- Text excerpt
* * * * * * *

The upside of Billy Goat Hill lay only a few yards away, and across the street stood one of the earliest Tergis family homes.
A painted eagle could be seen embossed on the house’s front. Sara Benezra built the home in 1935 from scrap lumber she’d rifled from Glen Canyon. The house is where her sons, Jerry and Buck, lived and played as 14 and 10-year-olds in the 1950s.
Beacon Street was then little more than a rutted dirt road.
Buck Tergis left us on April 5, just a few days after his 79th birthday, survived by his wife Judy, who’d conceived the east facing eagle as an original peoples’ symbol of peace, and by four adult children and two grandchildren.
Before the FFW descended the Harry Street stairs, they passed two men tinkering with a stalled car. Friendly, one inquired if the ladies intended walking down the Billy Goat Hill box steps or the Harry Street stairs.
One of the men made a doleful nod across the street to the Tergis childhood home.
We’ll not see Buck’s likes again.
You couldn’t mistake Buck. He was seen daily walking his dog, Monty, dressed in his familiar buffalo plaid flannel, his lived-in Levi’s, his worn-down sandals and his knit beanie.
“Buck was unique,” Judy Tergis telephoned the Glen Park News on June 4. “He was always outdoors, in the yard working with plants and moving soil.”
The eight ladies had walked the perimeter of Billy Goat Hill earlier that morning and had seen evidence of Buck’s skill. His rock walls shore up the base of the hill where his grandmother brought her goats to graze and his succulents braid its hillside.

* * * * * * *

- Entries from a data source
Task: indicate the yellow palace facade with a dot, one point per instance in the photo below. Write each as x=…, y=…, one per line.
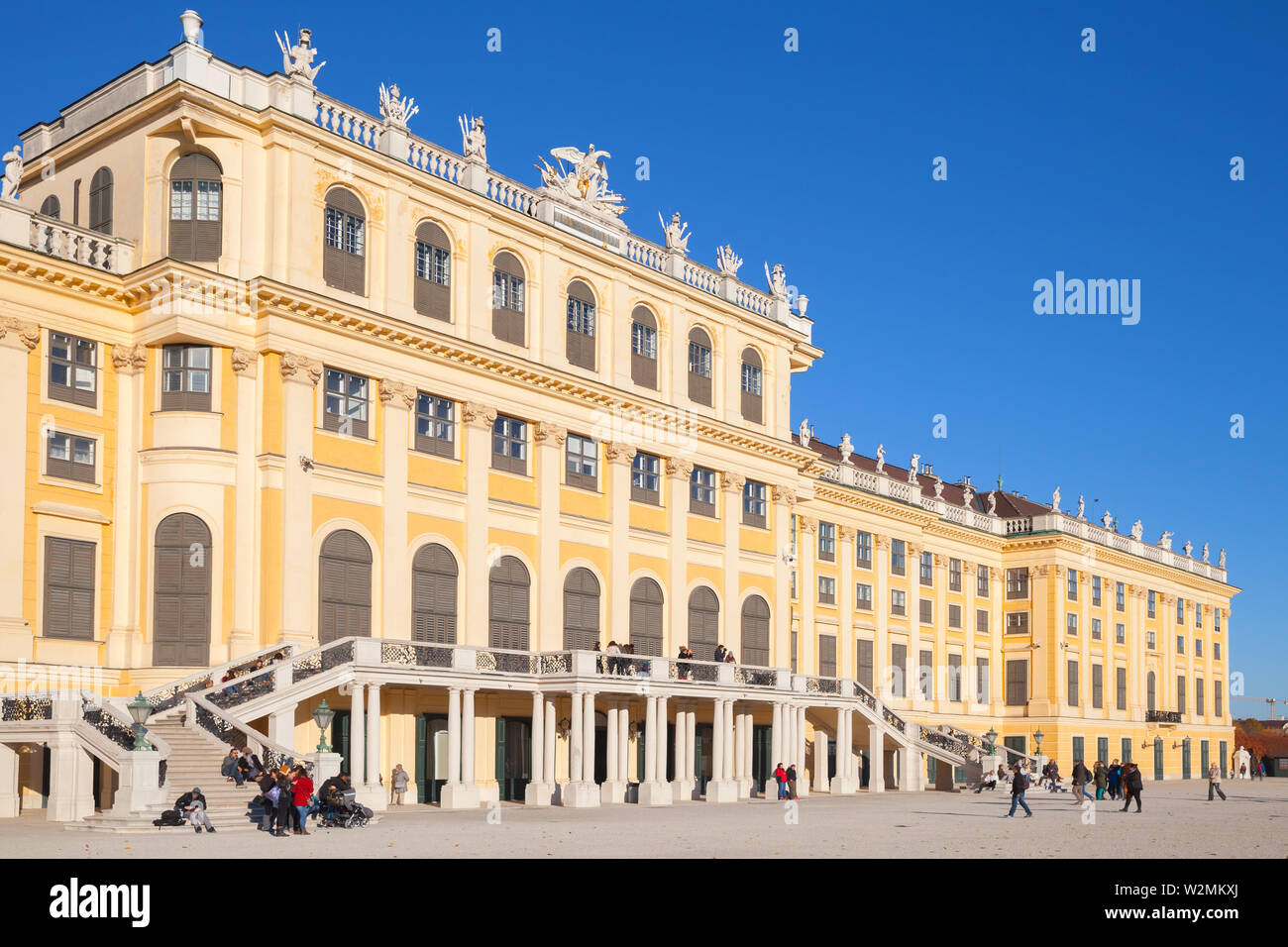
x=286, y=382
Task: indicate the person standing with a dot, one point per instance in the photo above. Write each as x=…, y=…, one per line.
x=1215, y=783
x=1019, y=784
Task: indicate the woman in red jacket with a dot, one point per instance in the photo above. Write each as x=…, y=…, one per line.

* * * * * * *

- What you should do
Reproduce the entire passage about Buck Tergis and Billy Goat Hill, word for word.

- Result of the exercise
The upside of Billy Goat Hill lay only a few yards away, and across the street stood one of the earliest Tergis family homes.
A painted eagle could be seen embossed on the house’s front. Sara Benezra built the home in 1935 from scrap lumber she’d rifled from Glen Canyon. The house is where her sons, Jerry and Buck, lived and played as 14 and 10-year-olds in the 1950s.
Beacon Street was then little more than a rutted dirt road.
Buck Tergis left us on April 5, just a few days after his 79th birthday, survived by his wife Judy, who’d conceived the east facing eagle as an original peoples’ symbol of peace, and by four adult children and two grandchildren.
Before the FFW descended the Harry Street stairs, they passed two men tinkering with a stalled car. Friendly, one inquired if the ladies intended walking down the Billy Goat Hill box steps or the Harry Street stairs.
One of the men made a doleful nod across the street to the Tergis childhood home.
We’ll not see Buck’s likes again.
You couldn’t mistake Buck. He was seen daily walking his dog, Monty, dressed in his familiar buffalo plaid flannel, his lived-in Levi’s, his worn-down sandals and his knit beanie.
“Buck was unique,” Judy Tergis telephoned the Glen Park News on June 4. “He was always outdoors, in the yard working with plants and moving soil.”
The eight ladies had walked the perimeter of Billy Goat Hill earlier that morning and had seen evidence of Buck’s skill. His rock walls shore up the base of the hill where his grandmother brought her goats to graze and his succulents braid its hillside.